* Provided records:
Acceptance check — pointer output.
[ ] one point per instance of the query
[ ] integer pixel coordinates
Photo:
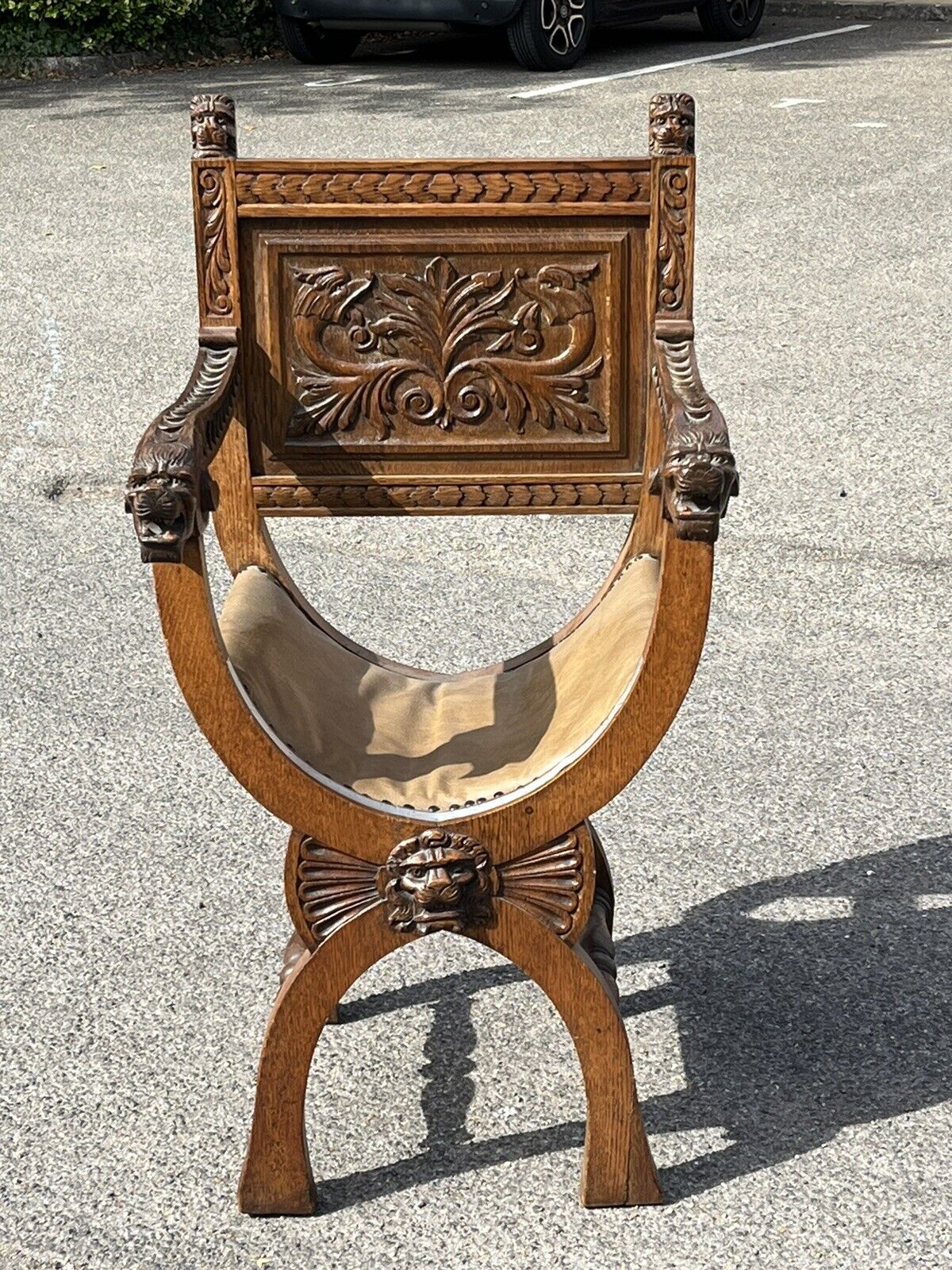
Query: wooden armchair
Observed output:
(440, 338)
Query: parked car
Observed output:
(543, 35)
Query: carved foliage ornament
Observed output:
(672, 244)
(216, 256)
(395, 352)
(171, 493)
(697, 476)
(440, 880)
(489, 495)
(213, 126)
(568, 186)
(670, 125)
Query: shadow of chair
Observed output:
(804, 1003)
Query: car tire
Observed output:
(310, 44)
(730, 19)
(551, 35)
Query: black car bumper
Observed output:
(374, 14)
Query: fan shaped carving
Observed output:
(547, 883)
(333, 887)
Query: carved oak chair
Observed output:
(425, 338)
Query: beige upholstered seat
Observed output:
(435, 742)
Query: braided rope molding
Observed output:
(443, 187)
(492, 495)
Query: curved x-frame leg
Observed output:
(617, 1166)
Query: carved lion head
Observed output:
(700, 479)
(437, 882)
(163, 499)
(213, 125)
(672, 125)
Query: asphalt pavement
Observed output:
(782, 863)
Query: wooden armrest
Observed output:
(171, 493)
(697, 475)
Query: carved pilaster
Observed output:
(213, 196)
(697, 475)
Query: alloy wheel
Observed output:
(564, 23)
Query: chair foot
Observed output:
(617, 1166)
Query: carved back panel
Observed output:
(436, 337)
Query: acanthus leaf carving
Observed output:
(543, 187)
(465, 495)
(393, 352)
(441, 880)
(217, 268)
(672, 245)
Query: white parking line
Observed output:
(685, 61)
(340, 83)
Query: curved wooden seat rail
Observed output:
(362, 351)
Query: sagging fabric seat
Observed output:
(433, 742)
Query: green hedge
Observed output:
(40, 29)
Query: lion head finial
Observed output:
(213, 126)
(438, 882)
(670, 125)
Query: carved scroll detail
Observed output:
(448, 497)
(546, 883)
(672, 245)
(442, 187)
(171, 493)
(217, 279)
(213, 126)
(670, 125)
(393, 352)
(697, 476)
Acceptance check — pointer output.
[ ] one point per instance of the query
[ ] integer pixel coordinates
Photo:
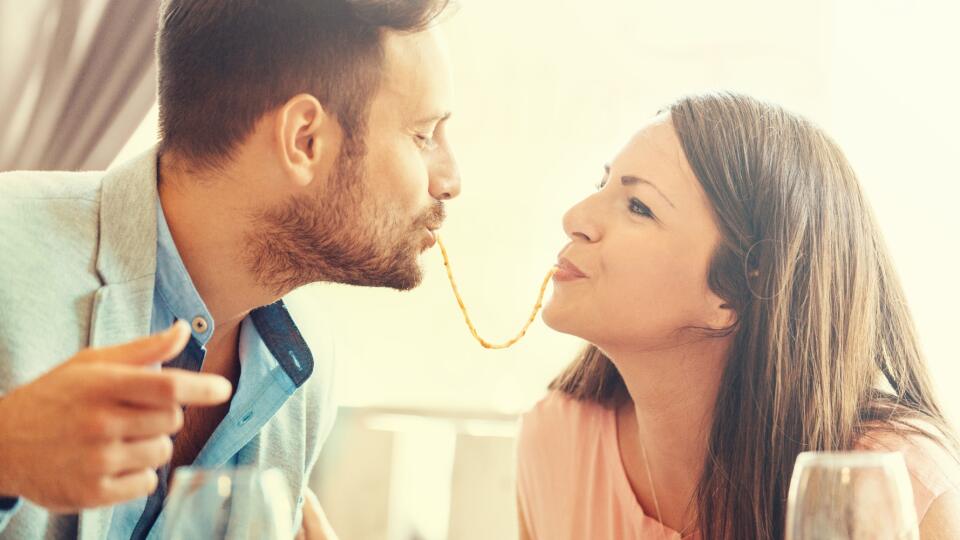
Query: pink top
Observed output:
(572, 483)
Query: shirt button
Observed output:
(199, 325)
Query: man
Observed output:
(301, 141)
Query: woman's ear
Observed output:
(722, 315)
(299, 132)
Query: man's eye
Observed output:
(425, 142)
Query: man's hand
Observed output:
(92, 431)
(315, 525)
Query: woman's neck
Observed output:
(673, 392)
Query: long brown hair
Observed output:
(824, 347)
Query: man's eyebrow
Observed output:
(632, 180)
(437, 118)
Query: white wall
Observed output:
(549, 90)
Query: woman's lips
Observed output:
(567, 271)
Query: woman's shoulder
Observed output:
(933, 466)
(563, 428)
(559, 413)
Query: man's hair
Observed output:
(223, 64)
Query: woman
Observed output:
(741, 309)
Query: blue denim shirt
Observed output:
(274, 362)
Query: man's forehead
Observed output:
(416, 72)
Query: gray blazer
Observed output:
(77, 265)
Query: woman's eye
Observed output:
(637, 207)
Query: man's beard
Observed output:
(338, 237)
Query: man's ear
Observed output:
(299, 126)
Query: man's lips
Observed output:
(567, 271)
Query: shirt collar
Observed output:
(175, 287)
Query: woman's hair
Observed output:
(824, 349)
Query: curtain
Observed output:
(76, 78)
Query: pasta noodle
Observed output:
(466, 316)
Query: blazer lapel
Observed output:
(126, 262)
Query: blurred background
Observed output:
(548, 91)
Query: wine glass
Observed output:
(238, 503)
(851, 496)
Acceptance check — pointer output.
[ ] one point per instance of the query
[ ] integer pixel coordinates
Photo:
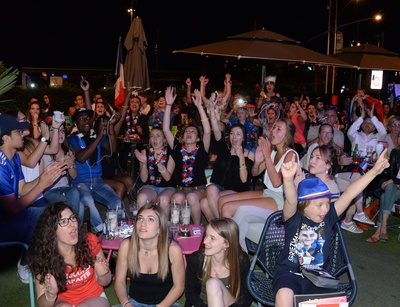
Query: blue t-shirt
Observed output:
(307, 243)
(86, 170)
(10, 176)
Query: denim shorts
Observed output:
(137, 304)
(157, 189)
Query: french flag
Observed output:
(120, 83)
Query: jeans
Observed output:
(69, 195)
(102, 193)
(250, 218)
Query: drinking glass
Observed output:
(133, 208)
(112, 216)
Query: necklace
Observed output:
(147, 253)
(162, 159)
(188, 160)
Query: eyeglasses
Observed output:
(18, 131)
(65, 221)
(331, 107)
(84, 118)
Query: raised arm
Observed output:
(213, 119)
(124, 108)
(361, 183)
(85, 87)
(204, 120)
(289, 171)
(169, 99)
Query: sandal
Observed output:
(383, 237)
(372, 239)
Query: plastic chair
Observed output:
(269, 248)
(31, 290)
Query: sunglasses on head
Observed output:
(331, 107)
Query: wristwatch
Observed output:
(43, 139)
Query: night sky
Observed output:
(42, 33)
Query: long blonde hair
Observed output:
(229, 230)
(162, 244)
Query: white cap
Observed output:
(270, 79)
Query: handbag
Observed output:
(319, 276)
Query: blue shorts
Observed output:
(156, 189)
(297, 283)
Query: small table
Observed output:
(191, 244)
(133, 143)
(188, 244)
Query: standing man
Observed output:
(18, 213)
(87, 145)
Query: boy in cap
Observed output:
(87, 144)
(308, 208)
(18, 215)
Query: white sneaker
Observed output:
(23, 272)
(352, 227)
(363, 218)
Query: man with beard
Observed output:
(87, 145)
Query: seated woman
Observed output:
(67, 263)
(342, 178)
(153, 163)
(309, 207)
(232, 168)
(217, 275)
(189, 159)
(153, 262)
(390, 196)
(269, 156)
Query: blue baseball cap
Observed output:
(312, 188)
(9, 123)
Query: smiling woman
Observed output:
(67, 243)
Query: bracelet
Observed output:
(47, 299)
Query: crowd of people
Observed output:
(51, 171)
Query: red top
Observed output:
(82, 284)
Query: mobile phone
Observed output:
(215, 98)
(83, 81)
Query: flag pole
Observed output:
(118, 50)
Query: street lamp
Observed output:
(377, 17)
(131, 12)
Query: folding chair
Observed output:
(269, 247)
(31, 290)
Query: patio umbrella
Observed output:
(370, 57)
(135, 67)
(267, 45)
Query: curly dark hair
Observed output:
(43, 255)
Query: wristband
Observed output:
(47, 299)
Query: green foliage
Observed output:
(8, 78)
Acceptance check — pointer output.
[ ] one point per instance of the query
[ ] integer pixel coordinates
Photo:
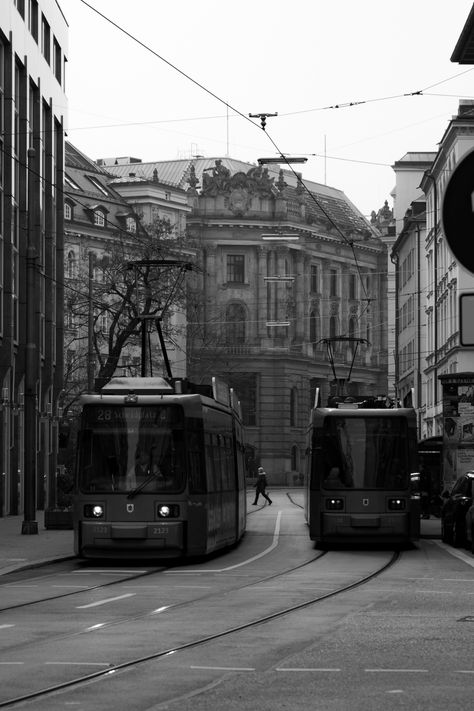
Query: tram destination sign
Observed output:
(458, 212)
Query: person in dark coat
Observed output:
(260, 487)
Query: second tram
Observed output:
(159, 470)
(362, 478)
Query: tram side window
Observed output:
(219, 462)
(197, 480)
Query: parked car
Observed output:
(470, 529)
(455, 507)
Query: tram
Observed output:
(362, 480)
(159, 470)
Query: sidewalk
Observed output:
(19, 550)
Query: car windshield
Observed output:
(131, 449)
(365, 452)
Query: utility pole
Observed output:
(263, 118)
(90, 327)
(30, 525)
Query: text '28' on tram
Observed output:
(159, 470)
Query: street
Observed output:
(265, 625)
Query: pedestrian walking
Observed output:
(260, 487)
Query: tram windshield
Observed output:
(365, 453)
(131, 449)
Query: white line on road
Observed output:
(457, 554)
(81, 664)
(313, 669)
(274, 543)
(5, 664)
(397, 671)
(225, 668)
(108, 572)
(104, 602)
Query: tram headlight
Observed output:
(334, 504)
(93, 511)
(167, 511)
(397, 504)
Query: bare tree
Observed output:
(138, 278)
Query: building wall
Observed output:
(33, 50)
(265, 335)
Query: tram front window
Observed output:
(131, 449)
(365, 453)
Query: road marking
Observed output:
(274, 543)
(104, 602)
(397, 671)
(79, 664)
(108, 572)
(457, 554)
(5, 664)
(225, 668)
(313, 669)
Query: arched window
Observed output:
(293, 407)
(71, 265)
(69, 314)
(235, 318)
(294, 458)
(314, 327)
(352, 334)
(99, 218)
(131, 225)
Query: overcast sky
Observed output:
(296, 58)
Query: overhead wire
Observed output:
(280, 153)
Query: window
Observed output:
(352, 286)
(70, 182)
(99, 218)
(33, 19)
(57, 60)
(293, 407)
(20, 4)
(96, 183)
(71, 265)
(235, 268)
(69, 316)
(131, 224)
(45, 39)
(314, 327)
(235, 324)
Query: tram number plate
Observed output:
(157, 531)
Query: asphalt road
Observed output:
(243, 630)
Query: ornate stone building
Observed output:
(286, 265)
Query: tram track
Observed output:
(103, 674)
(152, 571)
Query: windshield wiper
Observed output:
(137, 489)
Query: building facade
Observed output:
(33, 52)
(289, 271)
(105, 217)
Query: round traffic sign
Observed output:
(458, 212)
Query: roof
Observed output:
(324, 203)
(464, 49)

* Objective:
Put the lines of the records from the one holding "Query: tram track" through the end of the records, inclusive, into a Markdown table with the columns No. and Text. Number each row and leave out blank lines.

* Written reply:
| No. | Text |
|---|---|
| 1 | Query: tram track |
| 2 | Observed output: |
| 3 | (103, 674) |
| 4 | (152, 571) |
| 5 | Query: windshield wiper |
| 6 | Observed output: |
| 7 | (137, 489) |
| 8 | Query: building facade |
| 9 | Observed output: |
| 10 | (33, 52) |
| 11 | (289, 271) |
| 12 | (105, 217) |
| 13 | Query: round traffic sign |
| 14 | Observed output: |
| 15 | (458, 212) |
| 16 | Query: roof |
| 17 | Observed output: |
| 18 | (324, 203) |
| 19 | (464, 49) |